▶ [ARTICLE]
----------------------------------------

# 3 Data

The data used in this project comes from PolitiFact, a fact-checking website. Articles, their claims, and the associated truth-levels of those claims are web-scraped from PolitiFact by the Discourse Processing Lab at Simon Fraser University23. The Discourse Processing Lab provides a web-scraping tool for multiple fact checking websites, including PolitiFact and Snopes. The dataset web-scraped from PolitiFact was chosen over the one from Snopes due to the fact that PolitiFact has six levels of truth compared to Snopes’ two. The web-scraping works in two parts: first, information is downloaded from the selected source such as the claim being assessed, the assessment of that claim, and all links to articles that are mentioned in the assessment. (That information is all added to the final dataset.) Then, the link most likely to contain the article being labeled/assessed is selected, and the original text from that article is downloaded and added to the dataset.

The PolitiFact dataset includes columns such as the original PolitiFact URL, the PolitiFact truth rating, the claim of the article being assessed, the URL and text from the article where the claim came from, and the category into which the claim being assessed falls. The levels of truth are described by PolitiFact as the following:

• True (1): The statement is accurate and there’s nothing significant missing.
• Mostly True (2): The statement is accurate but needs clarification or additional information.
• Half-True (3): The statement is partially accurate but leaves out important details or takes things out of context.
• Mostly False (4): The statement contains an element of truth but ignores critical facts that would give a different impression.
• False (5): The statement is not accurate.
• Pants on Fire! (6): The statement is not accurate and makes a ridiculous claim.

To simplify the task of classification in this project, only two of the above truth levels were used in this project. Specifically, only the PolitiFact claims rated as “True” ($$1$$) or “Pants on Fire!” ($$6$$) were used. A process where all ratings from 1-3 were classified as “True” and all ratings from 4-6 were classified as “False” was attempted, but this resulted in worse model performance. More discussion of this can be found in Section 6.1.

## 3.1 Data Cleaning

Each entry in this dataset contains a claim that PolitiFact has assigned a certain truth value. Since multiple external news articles can discuss the same claim, there can be a single PolitiFact claim/associated truth value associated with multiple different articles, and thus multiple different bodies of text. For example, the first three entries in the raw dataset are all from the same PolitiFact entry which rates the phrase “Trump approval rating better than Obama and Reagan at same point in their presidencies.” as Mostly True. The reason there are three entries from this same PolitiFact article (which are all from the exact same PolitiFact URL) is because multiple news sources (in this case Fox, NBC, and FiveThirtyEight) all reported on this claim. In an effort to cut down on the number of duplicate claims such as these, I have only kept the top entry from each unique PolitiFact URL (even though the three articles contain different textual content). The reason for the removal of duplicate entries is further discussed in Section 6.1.

----------------------------------------

▶ [ROWS]
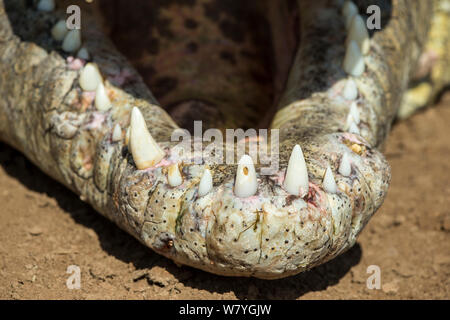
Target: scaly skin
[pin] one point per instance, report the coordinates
(45, 115)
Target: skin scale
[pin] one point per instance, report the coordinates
(45, 115)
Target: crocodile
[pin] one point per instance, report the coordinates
(96, 108)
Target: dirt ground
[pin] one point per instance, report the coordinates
(44, 228)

----------------------------------------

Carry on the section on the PolitiFact dataset from its last sentence.

▶ [THE REPLY]
In addition to removing duplicate PolitiFact entries, the two targets of interest (mentioned in the previous section) were filtered, selected, and converted to numbers. After this, the remaining data cleaning involved tidying the text of the claims associated with our different targets as well as reducing the size of the overall vocabulary of words (for the sake of bag-of-words feature extraction). In particular, this involved using basic text-cleaning methodologies (such as removing any punctuation), removing stop words, and using lemmatization. To see the full data cleaning done in this project, see Section 7.1.

## 3.2 Exploratory Data Analysis

After the full text cleaning and vocabulary reduction described previously (and shown fully in Section 7.1), the vocabulary has $$806$$ terms (across $$1911$$ documents). To check if this text cleaning was done properly, we can compare a few selected article claim documents before and after they were cleaned:

## [1] "\"Investigators: Anthony Bourdain was killed by Clinton operatives.\""
## [1] "investigator anthony bourdain kill clinton operative"
## [1] "Says that people \"went out in their boats to watch\" Hurricane Harvey."
## [1] "say people go boat watch hurricane harvey"

Since everything is now working as expected, the final thing to explore is the most frequently used terms in the vocabulary.24 To get a sense of the the most frequently used terms in the vocabulary, Figure 3.1 displays the top ten most frequently used words in the PolitiFact text corpus.

It appears that the word “say” was by far the most used word, with $$417$$ occurrences. This is a fairly common word (that is not a stop word), so this makes sense. It is reasonable to keep “say” in this context as the act of “stating” something may be important in classifying fake news. We also observe that no classic stop word (such as “the”) appears in this barplot, which is what we expect. Lastly, words such as “obama,” “president,” and “trump” also appear in the bar plot. Since PolitiFact primarily deals with fact-checking political claims, this makes sense.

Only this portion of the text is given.